- Short problem 1
Reproduce the riverbank segmentation entries that appear below, after the text, without changing a single character.

- Text provided
Content analysis with open source tools

In the following, I describe how I use open source tools to make different kinds of content analysis of text. In my particular case, I used Ubuntu 11.10 to perform analysis of interview transcripts. The same approach could be used with other Linux distributions, and interview transcripts are just one of many possible types of texts that can be analyzed with these tools. I also used the extensible editor Emacs to conduct these analyses, and all the shell commands were carried out in Emacs shell-mode. The same things could be done in any Linux terminal, but the advantage of using shell-mode in Emacs is that it is very easy to edit the commands and keep working with the output, since it is all in a text buffer.

At the outset, I consider a case where I have a plain text file entitled “Transcripts.txt”, and this file contains the interview transcripts that I want to analyze.

Making a concordance

When analyzing text, it can be useful to make a concordance - or index - of all the words that are contained in the text. Word frequency analysis is the simplest kind of content analysis. The Linux Cookbook contains the following formula for creating a simple concordance of the words in a text[1]:

$ tr ' ' ' RET

> ' < Transcripts.txt | sort | uniq -c RET

To explain the conventions used in the example above, $ is not to be written. It simply identifies the command prompt when logged into a unix/Linux terminal as a regular user. RET indicates that the “Enter” button should be pressed. The results of this command is something like this (when applying the recipe to John 3:16-17 in KJV as an example text):

      2 For

      2 God

      1 Son

      1 Son,

      1 be

      1 begotten

      1 believeth

      2 but

      1 condemn

      1 everlasting

      1 gave

      1 have

      1 he

      2 him

      2 his

      1 in

      1 into

      1 life.

      1 loved

      1 might

      2 not

      1 only

      1 perish,

      1 saved.

      1 sent

      1 should

      1 so

      3 that

      4 the

      1 through

      1 to

      1 whosoever

      2 world

      1 world,

      1 world;

I have developed this recipe somewhat further:

$ tr ' ' '

> ' < Transcripts.txt | sort -f | uniq -c -i | sort -r

When using “sort -f” instead of “sort”, you tell the sort command to ignore case. In order to ignore case when counting the results, I write “uniq -c -i” instead of “uniq -c”. In the last pipe, “sort -r” provides a sorting of the word frequencies according to the largest number of occurrences rather than sorting by the first letter in the words. Applying this revized recipe to the same paragraph of text provides the following result:

      4 the

      3 that

      2 world

      2 not

      2 his

      2 him

      2 but

      2 God

      2 For

      1 world;

      1 world,

      1 whosoever

      1 to

      1 through

      1 so

      1 should

      1 sent

      1 saved.

- Records excerpted from a collection
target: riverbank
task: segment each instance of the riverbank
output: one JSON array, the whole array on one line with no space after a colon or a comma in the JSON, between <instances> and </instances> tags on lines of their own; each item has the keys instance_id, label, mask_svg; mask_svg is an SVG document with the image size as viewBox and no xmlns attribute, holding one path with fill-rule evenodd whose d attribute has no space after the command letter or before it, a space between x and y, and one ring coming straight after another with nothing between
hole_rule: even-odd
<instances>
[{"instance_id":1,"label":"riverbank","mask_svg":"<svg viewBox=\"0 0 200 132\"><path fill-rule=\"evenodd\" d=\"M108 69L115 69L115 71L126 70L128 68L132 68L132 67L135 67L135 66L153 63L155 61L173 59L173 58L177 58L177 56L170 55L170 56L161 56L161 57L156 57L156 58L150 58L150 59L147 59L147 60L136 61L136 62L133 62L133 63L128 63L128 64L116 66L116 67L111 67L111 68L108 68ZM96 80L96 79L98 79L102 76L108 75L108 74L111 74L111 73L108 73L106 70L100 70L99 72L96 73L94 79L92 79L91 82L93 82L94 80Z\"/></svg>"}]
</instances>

- Short problem 2
Answer these questions from the content analysis article above, one answer per line:
(a) Which version of Ubuntu did the author use to analyze the interview transcripts?
(b) What does "RET" indicate in the command examples?
(c) In the revised recipe, what does "sort -r" in the last pipe do?

- Task output 1
target: riverbank
task: segment each instance of the riverbank
output: one JSON array, the whole array on one line with no space after a colon or a comma in the JSON, between <instances> and </instances> tags on lines of their own; each item has the keys instance_id, label, mask_svg; mask_svg is an SVG document with the image size as viewBox and no xmlns attribute, holding one path with fill-rule evenodd whose d attribute has no space after the command letter or before it, a space between x and y, and one ring coming straight after another with nothing between
hole_rule: even-odd
<instances>
[{"instance_id":1,"label":"riverbank","mask_svg":"<svg viewBox=\"0 0 200 132\"><path fill-rule=\"evenodd\" d=\"M108 69L115 69L115 71L126 70L128 68L132 68L132 67L135 67L135 66L153 63L155 61L173 59L173 58L177 58L177 56L170 55L170 56L161 56L161 57L156 57L156 58L150 58L150 59L147 59L147 60L136 61L136 62L133 62L133 63L128 63L128 64L116 66L116 67L111 67L111 68L108 68ZM96 80L96 79L98 79L102 76L108 75L108 74L111 74L111 73L108 73L106 70L100 70L99 72L96 73L94 79L92 79L91 82L93 82L94 80Z\"/></svg>"}]
</instances>

- Task output 2
(a) Ubuntu 11.10.
(b) It indicates that the "Enter" button should be pressed.
(c) It sorts the word frequencies by the largest number of occurrences rather than by the first letter of the words.